What you are asked to do
Carry on the blog text below about life and ministry in Thailand, starting right after its final sentence.

Reading text
We do projects well. We plan out-reaches and kid's programs, we raise money for good causes, we even collect food and clothes for those in need. But do we live a lifestyle of valuing relationship, of being available?

I confess: I don't.

I do my work and ministry when it is time, but outside of that time, I still walk quickly on the street past the woman and her baby who sit begging in the same spot day after day. Maybe giving money isn't the best answer and maybe I don't know what is, but I can still ask her name. She is worth that.

An, my friend from the Klong Toey slum, is worth that.


And you know the funny thing? The quote at the beginning of this entry was said by Shane Claiborne...from Philadelphia.

He wasn't talking as someone who has come overseas to minister in the slums. He is a guy that refused to look away to people with names down the street from him...in America.

So I'll ask you the same thing he asked us this weekend: "What would it look like if God's kingdom came into your neighborhood? And are you willing to let Him use you to do that?"


Tuesday, January 8, 2013

A Christmas like no other.


On Christmas Eve, instead of going to a beautiful candlelight service and coming home to read “A Night Before Christmas,” I was in a hotel room watching the one TV channel available in English and eating chips from a shack down the road.  And on Christmas morning, instead of waking up to the white snow covering the ground, I woke up to the sandy beach and crystal clear water of Thailand. And finally, while I usually would be resting after opening presents with family with “A Christmas Story” playing 24/7 in the background, I was looking for an internet signal so that I could Skype with a few family members and friends.

While it didn’t feel like that much of a sacrifice to be sitting on the beautiful sunny beach instead of at home in the snow, the reality of living in Thailand did hit me as I missed my family, friends, and Christmas traditions. Yet God blessed me immensely by sending my mom to me to celebrate Christmas, experience my life in Thailand, and simply to love me by spoiling me with nights at hotels with comfortable beds, cheeseburgers, and gifts from America.




So honestly…the reality of my first Christmas away from home hit me a bit later after I was back on my own, getting ready to start back at work. Actually, the reality of everything hit me…hard.

I wanted to go back to my nice Christmas vacation, laying in a hammock staring out at the ocean, forgetting about my daily life in Thailand.

Data for analysis
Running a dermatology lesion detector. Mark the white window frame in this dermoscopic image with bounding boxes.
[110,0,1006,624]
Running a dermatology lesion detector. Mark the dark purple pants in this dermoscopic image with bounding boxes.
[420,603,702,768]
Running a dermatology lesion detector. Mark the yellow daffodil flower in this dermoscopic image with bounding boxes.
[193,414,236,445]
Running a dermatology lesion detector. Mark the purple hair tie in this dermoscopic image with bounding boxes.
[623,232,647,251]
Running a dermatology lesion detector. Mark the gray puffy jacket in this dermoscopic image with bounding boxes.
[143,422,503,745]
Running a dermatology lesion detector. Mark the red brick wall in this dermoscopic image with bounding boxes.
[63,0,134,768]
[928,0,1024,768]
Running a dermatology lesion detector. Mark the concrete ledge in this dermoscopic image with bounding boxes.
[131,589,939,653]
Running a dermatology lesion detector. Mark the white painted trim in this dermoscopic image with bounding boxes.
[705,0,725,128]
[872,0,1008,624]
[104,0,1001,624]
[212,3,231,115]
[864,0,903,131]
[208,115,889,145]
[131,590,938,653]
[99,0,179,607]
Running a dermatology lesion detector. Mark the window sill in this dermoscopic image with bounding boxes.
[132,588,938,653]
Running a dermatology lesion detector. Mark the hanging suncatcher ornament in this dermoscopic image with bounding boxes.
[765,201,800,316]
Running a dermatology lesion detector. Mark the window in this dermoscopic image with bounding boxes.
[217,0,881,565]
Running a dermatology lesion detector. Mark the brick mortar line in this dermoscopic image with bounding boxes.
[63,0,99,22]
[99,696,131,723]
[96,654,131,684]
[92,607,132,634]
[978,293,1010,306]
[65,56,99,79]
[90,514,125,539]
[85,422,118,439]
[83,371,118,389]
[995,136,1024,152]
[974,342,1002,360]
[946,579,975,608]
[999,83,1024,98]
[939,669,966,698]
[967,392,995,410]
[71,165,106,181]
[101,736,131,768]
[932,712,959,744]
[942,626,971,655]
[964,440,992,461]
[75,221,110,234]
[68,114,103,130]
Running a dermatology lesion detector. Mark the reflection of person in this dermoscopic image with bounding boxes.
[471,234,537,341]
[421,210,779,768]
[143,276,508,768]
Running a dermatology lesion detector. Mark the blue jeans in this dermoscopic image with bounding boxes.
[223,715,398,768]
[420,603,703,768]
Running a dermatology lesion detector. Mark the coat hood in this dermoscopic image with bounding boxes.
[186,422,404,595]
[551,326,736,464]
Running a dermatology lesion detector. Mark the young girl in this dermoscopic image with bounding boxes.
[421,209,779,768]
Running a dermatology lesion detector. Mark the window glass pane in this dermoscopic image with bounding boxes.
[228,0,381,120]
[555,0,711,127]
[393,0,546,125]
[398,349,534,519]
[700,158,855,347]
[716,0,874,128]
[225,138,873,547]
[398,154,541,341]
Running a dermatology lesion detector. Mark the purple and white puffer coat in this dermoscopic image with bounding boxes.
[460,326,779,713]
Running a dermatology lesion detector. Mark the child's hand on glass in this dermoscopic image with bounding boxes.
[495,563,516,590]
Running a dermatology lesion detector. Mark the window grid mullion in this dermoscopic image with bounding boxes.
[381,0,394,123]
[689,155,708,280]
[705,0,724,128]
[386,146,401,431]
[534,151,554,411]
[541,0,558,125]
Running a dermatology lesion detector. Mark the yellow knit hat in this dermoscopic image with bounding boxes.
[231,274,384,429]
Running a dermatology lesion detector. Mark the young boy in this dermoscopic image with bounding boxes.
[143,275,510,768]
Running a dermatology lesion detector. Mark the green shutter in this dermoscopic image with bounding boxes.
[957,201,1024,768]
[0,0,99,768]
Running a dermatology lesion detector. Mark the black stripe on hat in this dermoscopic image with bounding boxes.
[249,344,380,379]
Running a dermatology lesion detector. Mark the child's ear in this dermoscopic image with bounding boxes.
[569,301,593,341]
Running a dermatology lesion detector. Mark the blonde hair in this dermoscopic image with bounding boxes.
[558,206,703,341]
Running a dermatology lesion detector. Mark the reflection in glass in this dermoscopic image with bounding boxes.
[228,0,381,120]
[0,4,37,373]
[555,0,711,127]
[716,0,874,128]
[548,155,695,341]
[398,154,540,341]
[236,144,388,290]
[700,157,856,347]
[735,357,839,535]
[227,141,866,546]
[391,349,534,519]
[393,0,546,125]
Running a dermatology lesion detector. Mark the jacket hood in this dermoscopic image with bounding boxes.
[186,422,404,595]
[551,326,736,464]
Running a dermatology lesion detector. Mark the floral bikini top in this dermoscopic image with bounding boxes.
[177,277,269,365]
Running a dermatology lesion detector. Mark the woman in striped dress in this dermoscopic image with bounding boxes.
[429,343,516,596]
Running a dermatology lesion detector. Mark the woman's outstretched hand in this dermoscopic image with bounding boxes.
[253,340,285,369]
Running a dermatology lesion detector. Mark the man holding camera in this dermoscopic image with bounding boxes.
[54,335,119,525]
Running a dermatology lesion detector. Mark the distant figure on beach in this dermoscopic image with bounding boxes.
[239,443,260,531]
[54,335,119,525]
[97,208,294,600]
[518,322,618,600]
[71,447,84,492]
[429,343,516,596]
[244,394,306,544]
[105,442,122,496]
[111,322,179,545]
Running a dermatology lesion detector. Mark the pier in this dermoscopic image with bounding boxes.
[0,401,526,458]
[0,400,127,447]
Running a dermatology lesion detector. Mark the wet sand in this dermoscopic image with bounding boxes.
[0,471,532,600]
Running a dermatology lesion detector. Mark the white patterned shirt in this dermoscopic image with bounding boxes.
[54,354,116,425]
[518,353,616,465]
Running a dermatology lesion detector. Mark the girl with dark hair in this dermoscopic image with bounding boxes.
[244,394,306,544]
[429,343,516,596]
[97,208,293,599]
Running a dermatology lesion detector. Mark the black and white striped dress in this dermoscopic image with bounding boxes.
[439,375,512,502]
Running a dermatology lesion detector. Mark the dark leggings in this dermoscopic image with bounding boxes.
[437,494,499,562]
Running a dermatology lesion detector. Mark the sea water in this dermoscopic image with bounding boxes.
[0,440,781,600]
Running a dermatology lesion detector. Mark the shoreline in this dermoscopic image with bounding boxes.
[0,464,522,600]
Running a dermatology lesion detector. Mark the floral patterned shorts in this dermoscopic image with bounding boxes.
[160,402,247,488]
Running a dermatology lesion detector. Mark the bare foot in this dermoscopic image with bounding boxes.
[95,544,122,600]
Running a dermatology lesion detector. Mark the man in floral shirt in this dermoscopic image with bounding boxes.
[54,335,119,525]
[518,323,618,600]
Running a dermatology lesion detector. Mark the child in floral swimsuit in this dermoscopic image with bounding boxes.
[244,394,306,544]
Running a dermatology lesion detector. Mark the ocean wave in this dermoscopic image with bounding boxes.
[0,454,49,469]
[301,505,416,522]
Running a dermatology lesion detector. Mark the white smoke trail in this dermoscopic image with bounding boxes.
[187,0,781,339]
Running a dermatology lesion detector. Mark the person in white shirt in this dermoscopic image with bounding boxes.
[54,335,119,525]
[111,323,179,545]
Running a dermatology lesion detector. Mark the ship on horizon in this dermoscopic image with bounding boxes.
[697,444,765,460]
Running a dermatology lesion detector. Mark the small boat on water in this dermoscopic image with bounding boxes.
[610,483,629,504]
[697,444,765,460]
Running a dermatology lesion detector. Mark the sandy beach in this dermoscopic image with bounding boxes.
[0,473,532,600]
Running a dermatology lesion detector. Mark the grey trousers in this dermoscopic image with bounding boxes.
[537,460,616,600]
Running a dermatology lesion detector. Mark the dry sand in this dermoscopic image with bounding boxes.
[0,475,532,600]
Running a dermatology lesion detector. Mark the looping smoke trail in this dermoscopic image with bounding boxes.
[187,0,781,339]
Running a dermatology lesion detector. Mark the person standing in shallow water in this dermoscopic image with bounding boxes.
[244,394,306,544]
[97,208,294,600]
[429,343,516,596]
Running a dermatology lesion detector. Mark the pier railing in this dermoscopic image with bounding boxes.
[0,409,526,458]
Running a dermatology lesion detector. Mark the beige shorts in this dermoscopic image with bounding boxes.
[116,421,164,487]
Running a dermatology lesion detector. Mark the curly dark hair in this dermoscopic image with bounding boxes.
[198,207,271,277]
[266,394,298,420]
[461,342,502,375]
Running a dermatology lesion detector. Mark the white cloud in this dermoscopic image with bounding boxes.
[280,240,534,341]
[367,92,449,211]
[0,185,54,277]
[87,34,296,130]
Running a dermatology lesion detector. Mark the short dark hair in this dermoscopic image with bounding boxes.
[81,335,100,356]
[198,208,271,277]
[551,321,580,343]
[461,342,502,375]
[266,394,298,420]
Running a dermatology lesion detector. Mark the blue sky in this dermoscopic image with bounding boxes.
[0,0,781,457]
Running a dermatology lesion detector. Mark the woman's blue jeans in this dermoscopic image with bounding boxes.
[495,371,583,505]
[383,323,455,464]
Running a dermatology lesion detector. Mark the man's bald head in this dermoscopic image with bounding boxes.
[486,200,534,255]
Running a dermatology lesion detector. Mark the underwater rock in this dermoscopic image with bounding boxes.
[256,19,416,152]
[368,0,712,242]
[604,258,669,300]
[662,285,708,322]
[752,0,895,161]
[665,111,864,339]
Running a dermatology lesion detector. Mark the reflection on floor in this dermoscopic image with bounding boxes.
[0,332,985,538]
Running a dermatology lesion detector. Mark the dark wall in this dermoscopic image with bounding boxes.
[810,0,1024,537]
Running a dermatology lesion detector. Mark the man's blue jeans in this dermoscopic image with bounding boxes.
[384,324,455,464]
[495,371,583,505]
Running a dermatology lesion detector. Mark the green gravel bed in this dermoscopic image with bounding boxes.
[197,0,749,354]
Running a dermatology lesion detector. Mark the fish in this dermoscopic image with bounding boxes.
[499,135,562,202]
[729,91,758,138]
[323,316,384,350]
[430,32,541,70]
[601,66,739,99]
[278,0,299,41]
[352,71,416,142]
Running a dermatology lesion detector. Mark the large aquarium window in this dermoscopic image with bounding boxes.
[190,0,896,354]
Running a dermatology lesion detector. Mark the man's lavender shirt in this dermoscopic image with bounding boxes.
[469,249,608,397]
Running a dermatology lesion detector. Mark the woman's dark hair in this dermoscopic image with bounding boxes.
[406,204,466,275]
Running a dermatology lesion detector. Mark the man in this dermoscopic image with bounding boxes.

Output of the exercise
Really, I just wanted to hide.

I wanted to hide from the darkness I feel as I walk down the street. I wanted to hide from the fact that there are thousands of girls and boys selling their bodies not far from me as I go to sleep at night, many of which have no choice. I wanted to hide from the fact that there are slums just walking distance away from where I live in my comparatively nice comfortable house. I wanted to shut my eyes and ears from the families sitting in prison, because they have been trafficked into Thailand and now stuck with no proper documentation and no country wanting to take responsibility.

And more than anything, I wanted to hide from the fact that I feel so hopeless in the midst of it all. I didn’t want to face the fact that I’ve been here for over 5 months now and still feel like there is so much more I could be doing.I wanted to close my eyes and escape the pain and and feelings of guilt.

But then God pointed me back to the cross….and spoke over me:

It is enough.

He is enough.

As we just celebrated: Jesus Christ, came as a baby to save this world of lost, broken, and hurting people. And His sacrifice is enough.

Do I always see the reason that I’m here? Do I always feel like I’ve made a difference or that I have a purpose here? No. But has God called me here? Yes.

And that is enough.

Let me share with you some of the ways we remembered that this Christmas season here in Pattaya: 

Treating our artisans to a special lunch out for Christmas.

Christmas party in the slum. 

Christmas caroling. 



Sharing the Christmas story...notice who had the privilege of being Mary ; )

The line-up for receiving packages of cookies: I've never seen kids so excited over cookies for Christmas. 


Spend this year with me remembering that: He is enough.